_Task to complete_.
In the material below, the lines to reproduce exactly are the one containing "Task: indicate one point on every instance of the tree" and all lines after it through the last.

_Task inputs_.

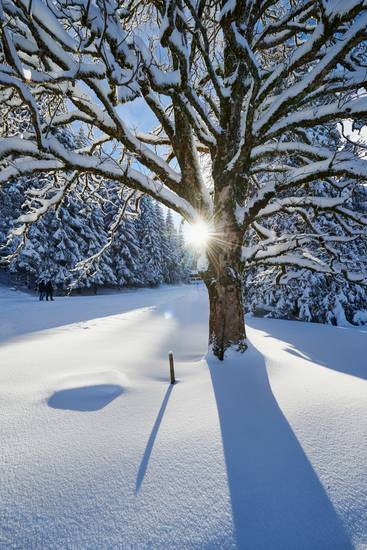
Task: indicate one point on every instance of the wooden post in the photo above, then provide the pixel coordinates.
(171, 367)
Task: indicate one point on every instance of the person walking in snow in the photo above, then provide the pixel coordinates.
(41, 290)
(49, 291)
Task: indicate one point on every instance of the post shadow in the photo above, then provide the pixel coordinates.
(149, 447)
(277, 500)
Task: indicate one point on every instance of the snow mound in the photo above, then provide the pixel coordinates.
(88, 398)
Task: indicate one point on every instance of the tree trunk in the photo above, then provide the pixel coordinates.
(224, 283)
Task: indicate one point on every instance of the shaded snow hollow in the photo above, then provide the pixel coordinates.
(98, 451)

_Response below_.
Task: indicate one point on every instance of the tree trunk in the photo above, then provide the pixel coordinates.
(224, 283)
Task: indicate one point on every instance of the shaded snow hollow in the photo above, then provide the pixel coordinates.
(98, 451)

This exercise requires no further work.